-- begin EXCERPT --

I had the pleasure of being the opening act for conservative comedian Evan Sayet. The event took place at the famous Laugh Factory in Hollywood. Evan offered me some guidance, but did not censor me in any way.
While I am very relaxed in front of crowds, I am nervous before going on the stage. I just want to get it over with. Nevertheless, once I am done, and I can sit down, I relax.
The crowd gave me enthusiastic applause throughout my performance. Given a choice between succeeding and sucking, I prefer the former. I am thankful the audience loved my performance. I can now pretend I knew they would love me. I told Evan Sayet that while I would be honored to do another set, I heard a rumor that it would have to be new material. Apparently I cannot say the same stuff each time. I had better get to work.

-- end EXCERPT --
-- begin GIVEN MATERIAL --

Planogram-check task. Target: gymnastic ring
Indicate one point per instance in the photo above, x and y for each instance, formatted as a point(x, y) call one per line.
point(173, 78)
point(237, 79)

-- end GIVEN MATERIAL --

_PROBLEM SET_
a - Decide whether each statement agrees with the comedy account, answering yes or no and quoting the words that settle it: (i) The show was held at the Laugh Factory in Hollywood. (ii) Evan Sayet censored parts of the set. (iii) The writer feels calm right before stepping onto the stage.
b - Name every distinct proper name of a person or place that appears in the comedy account.
Answer using only the comedy account, not the listing.

_TASK ANSWERS_
a -
(i) Yes: "The event took place at the famous Laugh Factory in Hollywood."
(ii) No: "Evan offered me some guidance, but did not censor me in any way."
(iii) No: "I am nervous before going on the stage."

b - Evan Sayet, the Laugh Factory, Hollywood